Il n’en flotte pas moins dans Le Cafard un parfum kafkaïen, mais avec une différence importante: ici, c’est l’individu qui s’isole. Il est dans un dédale de procédures gouvernementales, mais les différents préposés veulent plutôt son bien. L’aliénation est intérieure. Aliénation que le Québec et ses mécanismes tenteront de soigner: régulièrement, l’homme consulte une psychologue, Geneviève, avec laquelle se noue une relation complexe. "À travers leur rapport, j’ai voulu remettre en question les limites de la psychologie, nous dit l’auteur. Illustrer aussi les propos de Foucault, pour qui la thérapie était une extension de l’acte de confession. Rapidement, leur échange va se transformer en une confession de ses crimes, d’ailleurs…"
Geneviève veut sauver son patient, mais au fil des histoires qu’il lui raconte, récits de ses méfaits au Liban et des drames vécus par sa famille, elle mesure la distance qui la sépare d’une existence aussi meurtrie, morcelée. "Elle est instruite, elle connaît ses dossiers, mais elle n’a pas vécu d’expériences aussi intenses. Il y a un profond décalage entre les deux."
La thérapie permet par ailleurs à Rawi Hage de nous faire le coup des Mille et Une Nuits, les mésaventures orientales de son patient fascinant Geneviève au point où on se demande lequel des deux fait du bien à l’autre. "C’était plus ou moins conscient, mais c’est une lecture intéressante. Shéhérazade raconte des histoires pour sauver sa peau, et c’est un peu ce qu’il fait lui aussi. C’est ce qu’on fait tous, non? Sans compter que ça m’apparaît être une assez bonne définition de la littérature…"
Le Cafard
de Rawi Hage
Trad. par Sophie Voillot
Éd. Alto, 2009, 392 p.

★ ★ ★ ★

Consigne: Reproduisez fidèlement le passage de l'extrait sur Le Cafard qui va de « La thérapie permet » jusqu'à « 2009, 392 p. ». Les données n'ont aucun rôle dans ce travail.

★ ★ ★ ★

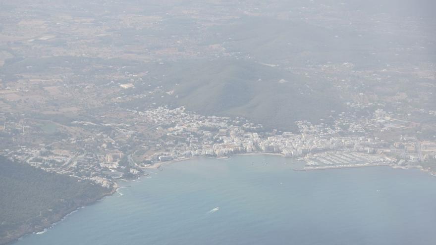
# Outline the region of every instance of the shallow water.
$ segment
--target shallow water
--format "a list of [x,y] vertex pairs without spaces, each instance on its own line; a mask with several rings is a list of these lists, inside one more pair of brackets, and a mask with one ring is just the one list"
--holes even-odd
[[298,164],[258,155],[165,165],[14,244],[435,244],[436,178]]

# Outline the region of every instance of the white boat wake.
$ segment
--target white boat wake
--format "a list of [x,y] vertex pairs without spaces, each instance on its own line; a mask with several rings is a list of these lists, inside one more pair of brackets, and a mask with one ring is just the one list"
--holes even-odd
[[213,209],[211,209],[210,211],[209,211],[209,212],[208,212],[208,213],[215,213],[215,212],[216,212],[216,211],[218,211],[218,210],[219,210],[219,207],[216,207],[215,208],[213,208]]

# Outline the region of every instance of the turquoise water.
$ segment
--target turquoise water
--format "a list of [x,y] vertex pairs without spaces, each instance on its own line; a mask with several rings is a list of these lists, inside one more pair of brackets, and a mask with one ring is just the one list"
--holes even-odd
[[436,243],[436,177],[387,167],[293,171],[296,164],[243,155],[166,165],[14,244]]

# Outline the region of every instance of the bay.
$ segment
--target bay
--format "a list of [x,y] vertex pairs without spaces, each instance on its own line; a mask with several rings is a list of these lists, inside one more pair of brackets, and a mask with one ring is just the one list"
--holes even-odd
[[165,165],[14,244],[435,244],[434,177],[293,170],[301,164],[246,155]]

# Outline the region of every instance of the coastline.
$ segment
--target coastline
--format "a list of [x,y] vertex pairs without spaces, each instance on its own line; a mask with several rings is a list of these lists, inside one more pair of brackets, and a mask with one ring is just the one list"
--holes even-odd
[[69,208],[64,211],[54,214],[52,217],[46,218],[47,221],[44,224],[36,225],[38,226],[37,227],[30,227],[28,225],[23,225],[20,227],[20,228],[16,230],[15,233],[16,235],[13,235],[14,231],[11,232],[13,235],[11,235],[9,238],[7,239],[5,239],[4,242],[0,242],[0,245],[9,245],[14,244],[20,239],[30,234],[42,234],[45,233],[47,230],[54,227],[57,223],[63,221],[69,215],[77,212],[81,208],[84,208],[85,206],[92,205],[98,201],[102,200],[106,196],[112,196],[116,192],[119,187],[115,184],[115,186],[110,190],[109,192],[102,194],[98,197],[94,198],[93,200],[82,203],[82,205],[76,205],[73,208]]
[[[233,154],[230,155],[228,156],[225,157],[212,157],[212,156],[192,156],[190,157],[186,157],[180,159],[173,159],[170,161],[167,161],[165,162],[160,162],[156,163],[156,164],[151,165],[150,166],[147,166],[145,167],[141,167],[141,168],[143,169],[159,169],[163,166],[164,166],[165,165],[171,164],[172,163],[175,163],[176,162],[182,162],[184,161],[188,161],[195,159],[199,158],[213,158],[213,159],[217,159],[219,160],[227,160],[230,159],[232,156],[238,156],[238,155],[274,155],[277,156],[281,156],[282,157],[285,158],[289,158],[293,159],[297,159],[295,157],[287,157],[286,156],[281,153],[268,153],[268,152],[245,152],[245,153],[238,153]],[[418,168],[420,169],[421,171],[423,172],[429,173],[431,175],[433,176],[436,177],[436,173],[432,171],[431,170],[424,169],[422,166],[395,166],[392,165],[358,165],[355,166],[346,166],[346,167],[338,167],[335,166],[320,166],[319,169],[293,169],[294,171],[313,171],[313,170],[330,170],[330,169],[339,169],[342,168],[361,168],[361,167],[376,167],[376,166],[388,166],[392,168],[400,168],[401,169],[409,169],[412,168]],[[119,180],[117,180],[117,181],[131,181],[132,180],[136,180],[140,178],[141,177],[146,176],[148,174],[143,174],[140,175],[138,176],[137,178],[135,179],[120,179]],[[90,205],[92,205],[93,204],[95,203],[97,201],[100,201],[103,199],[104,197],[110,196],[113,195],[115,193],[116,193],[118,190],[120,188],[116,184],[116,182],[114,182],[115,186],[112,190],[110,190],[110,192],[108,193],[104,194],[101,195],[98,198],[95,198],[95,200],[90,201],[88,203],[85,203],[83,205],[79,205],[74,207],[74,208],[71,208],[68,209],[67,211],[65,211],[64,212],[62,212],[61,214],[57,214],[55,215],[56,217],[54,218],[53,220],[53,222],[50,222],[50,223],[48,223],[47,225],[42,225],[41,227],[38,227],[37,229],[33,229],[31,230],[29,230],[26,231],[25,233],[22,233],[19,236],[16,236],[15,238],[11,239],[9,241],[6,242],[5,243],[0,243],[0,245],[10,245],[13,244],[14,242],[17,241],[21,238],[25,237],[25,236],[31,234],[37,234],[39,233],[42,233],[39,234],[43,234],[45,233],[47,230],[51,229],[53,227],[54,225],[55,225],[57,223],[63,221],[67,216],[71,215],[71,214],[77,211],[80,209],[86,206],[89,206]],[[31,230],[31,229],[29,229]]]

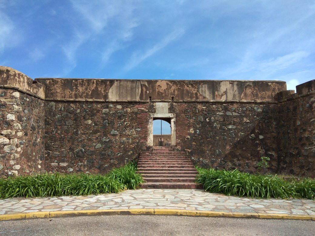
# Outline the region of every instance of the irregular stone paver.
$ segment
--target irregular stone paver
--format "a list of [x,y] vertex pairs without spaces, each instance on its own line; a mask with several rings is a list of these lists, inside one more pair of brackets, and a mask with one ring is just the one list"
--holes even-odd
[[143,208],[314,215],[315,201],[308,199],[237,197],[193,189],[141,189],[97,195],[0,199],[0,215],[57,211]]

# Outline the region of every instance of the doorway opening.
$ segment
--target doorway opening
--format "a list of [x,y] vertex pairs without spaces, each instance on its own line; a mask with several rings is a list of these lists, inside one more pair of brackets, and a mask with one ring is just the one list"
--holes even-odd
[[[148,146],[165,146],[168,145],[170,146],[176,146],[176,115],[175,114],[173,113],[151,113],[149,116],[148,124],[148,140],[147,142],[147,145]],[[157,128],[154,129],[154,134],[153,134],[153,121],[155,121],[155,123],[156,123],[157,125],[156,127]],[[166,140],[164,138],[161,136],[161,120],[162,121],[162,135],[169,136],[168,138],[170,138],[169,141],[168,141],[168,139]],[[163,132],[163,121],[165,121],[166,123],[164,123],[166,129],[165,132]],[[159,125],[158,124],[159,123]],[[170,124],[170,132],[169,128]],[[167,131],[168,130],[168,132]],[[168,134],[163,134],[164,132],[168,132]],[[157,139],[158,143],[155,141],[154,142],[153,144],[153,136],[155,135],[159,135],[160,137]],[[162,139],[160,139],[162,138]],[[155,140],[155,138],[154,139]],[[165,142],[166,141],[166,142]],[[158,143],[159,142],[162,142],[162,143]]]
[[171,146],[171,118],[153,118],[153,146]]

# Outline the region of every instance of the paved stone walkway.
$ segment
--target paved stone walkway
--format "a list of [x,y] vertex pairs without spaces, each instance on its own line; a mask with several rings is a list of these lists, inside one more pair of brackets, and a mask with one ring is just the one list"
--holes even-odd
[[202,189],[142,189],[119,194],[0,199],[0,214],[57,211],[154,208],[315,215],[315,201],[226,196]]

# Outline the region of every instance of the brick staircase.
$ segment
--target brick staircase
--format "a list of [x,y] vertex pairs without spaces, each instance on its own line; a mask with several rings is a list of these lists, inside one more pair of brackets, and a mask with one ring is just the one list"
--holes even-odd
[[199,188],[194,183],[197,171],[183,152],[173,151],[170,147],[153,147],[153,151],[142,152],[138,173],[146,182],[144,188]]

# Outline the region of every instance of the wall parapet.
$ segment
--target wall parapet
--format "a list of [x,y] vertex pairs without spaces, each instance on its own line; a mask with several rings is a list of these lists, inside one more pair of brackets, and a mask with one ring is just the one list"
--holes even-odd
[[41,84],[16,70],[0,66],[0,87],[13,89],[29,95],[43,99],[45,87]]

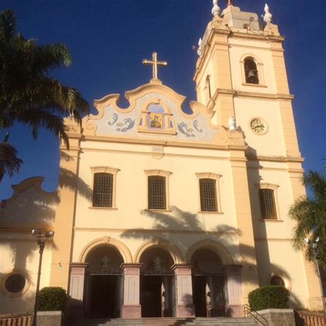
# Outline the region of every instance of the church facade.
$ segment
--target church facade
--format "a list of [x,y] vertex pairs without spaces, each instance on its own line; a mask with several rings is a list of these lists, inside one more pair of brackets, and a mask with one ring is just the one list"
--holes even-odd
[[271,284],[292,307],[321,307],[291,242],[288,209],[305,189],[284,38],[268,8],[263,26],[229,2],[199,41],[197,102],[162,83],[153,53],[127,108],[111,94],[81,127],[65,118],[57,191],[33,177],[2,202],[1,313],[32,309],[36,228],[55,232],[41,287],[66,289],[73,317],[240,316]]

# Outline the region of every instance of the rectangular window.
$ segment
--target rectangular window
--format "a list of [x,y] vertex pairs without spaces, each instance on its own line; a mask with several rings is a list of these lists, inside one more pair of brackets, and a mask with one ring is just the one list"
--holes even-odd
[[112,207],[113,175],[95,173],[93,191],[94,207]]
[[264,219],[277,219],[275,197],[272,189],[259,189],[261,217]]
[[217,212],[216,180],[199,179],[200,209],[202,212]]
[[166,209],[165,177],[149,177],[149,209]]

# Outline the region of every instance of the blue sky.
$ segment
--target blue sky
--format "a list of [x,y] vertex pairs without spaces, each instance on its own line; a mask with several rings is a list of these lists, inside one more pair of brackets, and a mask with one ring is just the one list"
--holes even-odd
[[[263,13],[265,0],[235,0],[243,11]],[[326,157],[325,108],[325,0],[270,0],[273,22],[285,36],[285,62],[303,167],[321,170]],[[221,8],[225,1],[219,1]],[[192,78],[197,59],[191,50],[211,19],[211,0],[2,0],[12,8],[18,30],[39,43],[63,42],[73,64],[52,74],[78,88],[89,102],[111,93],[123,95],[147,83],[151,67],[143,58],[153,51],[169,62],[159,68],[165,85],[195,100]],[[123,98],[123,96],[122,96]],[[120,106],[125,107],[123,100]],[[0,137],[3,138],[3,131]],[[12,129],[10,142],[24,163],[14,177],[0,184],[0,199],[12,193],[11,184],[42,175],[43,188],[56,188],[57,140],[48,132],[32,139],[28,128]]]

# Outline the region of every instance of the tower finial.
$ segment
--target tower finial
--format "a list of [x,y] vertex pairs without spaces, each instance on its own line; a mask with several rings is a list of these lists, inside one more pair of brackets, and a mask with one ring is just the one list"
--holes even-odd
[[215,17],[219,14],[221,8],[217,5],[217,0],[213,0],[213,7],[212,8],[212,14]]
[[268,5],[267,3],[265,3],[265,15],[263,17],[263,21],[266,24],[269,24],[270,23],[272,23],[272,18],[273,18],[273,15],[270,12],[270,7],[268,7]]

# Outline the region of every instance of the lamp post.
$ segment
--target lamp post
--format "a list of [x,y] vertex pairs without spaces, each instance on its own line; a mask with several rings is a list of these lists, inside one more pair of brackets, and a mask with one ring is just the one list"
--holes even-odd
[[320,294],[321,294],[321,298],[323,300],[323,309],[324,310],[324,316],[326,316],[326,312],[325,310],[325,298],[324,298],[324,292],[323,290],[323,284],[321,283],[321,277],[320,277],[320,272],[319,271],[319,264],[318,263],[318,255],[317,252],[317,248],[319,242],[319,237],[317,237],[314,241],[311,241],[309,239],[305,238],[305,241],[307,242],[308,245],[312,246],[312,254],[315,257],[316,259],[316,265],[317,265],[317,274],[318,274],[318,279],[319,281],[319,286],[320,287]]
[[54,231],[47,231],[42,235],[39,228],[34,228],[32,231],[32,235],[37,239],[37,244],[40,248],[40,260],[39,261],[39,272],[37,274],[36,291],[35,292],[35,304],[34,306],[33,323],[32,326],[36,326],[37,307],[39,305],[39,291],[40,288],[41,270],[42,268],[42,257],[43,254],[45,241],[54,235]]

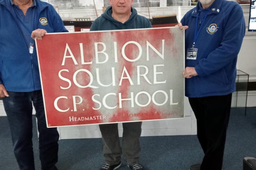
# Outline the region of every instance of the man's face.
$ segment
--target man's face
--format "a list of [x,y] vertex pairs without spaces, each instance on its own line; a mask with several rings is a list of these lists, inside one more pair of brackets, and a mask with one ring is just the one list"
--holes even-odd
[[199,1],[203,5],[208,5],[214,1],[214,0],[199,0]]
[[113,12],[117,14],[130,12],[133,2],[133,0],[109,0]]

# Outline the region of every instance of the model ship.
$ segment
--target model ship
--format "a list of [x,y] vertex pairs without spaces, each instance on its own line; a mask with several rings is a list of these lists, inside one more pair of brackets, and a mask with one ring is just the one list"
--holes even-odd
[[[93,1],[94,2],[94,1]],[[164,27],[173,26],[178,23],[177,19],[177,16],[176,14],[170,15],[164,15],[158,16],[153,16],[152,18],[150,17],[149,8],[148,4],[147,4],[148,12],[148,13],[149,19],[151,22],[152,27]],[[106,8],[103,7],[103,12],[104,12]],[[97,14],[97,10],[95,8],[95,13]],[[93,22],[90,18],[88,19],[84,18],[74,18],[73,19],[63,19],[63,23],[65,26],[73,26],[75,31],[81,31],[83,29],[89,29]]]

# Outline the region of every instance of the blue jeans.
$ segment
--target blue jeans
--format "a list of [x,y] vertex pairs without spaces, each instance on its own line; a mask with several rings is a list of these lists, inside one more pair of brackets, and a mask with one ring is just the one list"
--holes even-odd
[[46,126],[42,91],[8,93],[10,96],[4,98],[3,101],[20,169],[35,169],[32,143],[33,104],[37,119],[42,169],[57,170],[55,164],[58,161],[59,136],[57,128]]
[[122,146],[117,123],[99,125],[103,143],[103,155],[106,163],[110,165],[117,164],[121,161],[122,153],[128,165],[139,162],[142,124],[142,121],[122,123]]

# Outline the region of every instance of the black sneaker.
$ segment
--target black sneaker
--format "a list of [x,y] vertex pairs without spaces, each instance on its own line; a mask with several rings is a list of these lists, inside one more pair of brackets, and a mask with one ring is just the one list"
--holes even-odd
[[201,164],[193,165],[190,167],[189,170],[200,170],[200,167],[201,167]]
[[102,167],[99,170],[116,170],[121,166],[121,164],[122,163],[121,162],[115,165],[109,165],[105,163],[102,165]]
[[133,164],[132,165],[128,165],[130,169],[133,170],[145,170],[142,165],[138,163]]

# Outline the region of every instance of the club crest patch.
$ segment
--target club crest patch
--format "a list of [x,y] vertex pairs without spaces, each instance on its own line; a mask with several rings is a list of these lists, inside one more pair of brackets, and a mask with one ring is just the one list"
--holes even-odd
[[206,28],[206,31],[210,34],[213,34],[217,31],[218,28],[219,27],[217,26],[217,24],[211,24],[208,28]]
[[39,22],[42,25],[46,25],[48,24],[48,21],[46,18],[41,18],[39,19]]

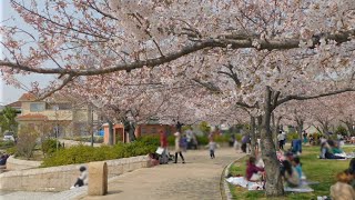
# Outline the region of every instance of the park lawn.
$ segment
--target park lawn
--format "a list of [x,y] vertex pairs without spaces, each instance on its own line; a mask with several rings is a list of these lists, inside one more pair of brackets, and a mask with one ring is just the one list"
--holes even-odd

★ ★ ★ ★

Tâche réalisée:
La thérapie permet par ailleurs à Rawi Hage de nous faire le coup des Mille et Une Nuits, les mésaventures orientales de son patient fascinant Geneviève au point où on se demande lequel des deux fait du bien à l’autre. "C’était plus ou moins conscient, mais c’est une lecture intéressante. Shéhérazade raconte des histoires pour sauver sa peau, et c’est un peu ce qu’il fait lui aussi. C’est ce qu’on fait tous, non? Sans compter que ça m’apparaît être une assez bonne définition de la littérature…"
Le Cafard
de Rawi Hage
Trad. par Sophie Voillot
Éd. Alto, 2009, 392 p.